* **DATA**
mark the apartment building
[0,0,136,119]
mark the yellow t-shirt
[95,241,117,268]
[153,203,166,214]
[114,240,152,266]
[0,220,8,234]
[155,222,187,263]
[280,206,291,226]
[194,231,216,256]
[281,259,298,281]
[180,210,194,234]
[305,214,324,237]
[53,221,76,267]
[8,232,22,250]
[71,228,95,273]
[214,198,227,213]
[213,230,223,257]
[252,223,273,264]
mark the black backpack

* **WHAT IS NEEDED**
Print all of the data above again, reproducing every line without any change.

* **THE COMPLETED TASK**
mark the apartment building
[0,0,136,119]
mark the yellow t-shirt
[95,241,117,268]
[153,203,166,214]
[114,240,152,266]
[0,220,8,234]
[155,222,187,263]
[280,206,291,226]
[194,231,216,256]
[281,259,298,281]
[180,210,194,234]
[305,214,324,237]
[53,221,76,267]
[8,232,22,250]
[71,228,95,273]
[214,198,227,213]
[213,230,223,257]
[252,223,273,264]
mark the black backpack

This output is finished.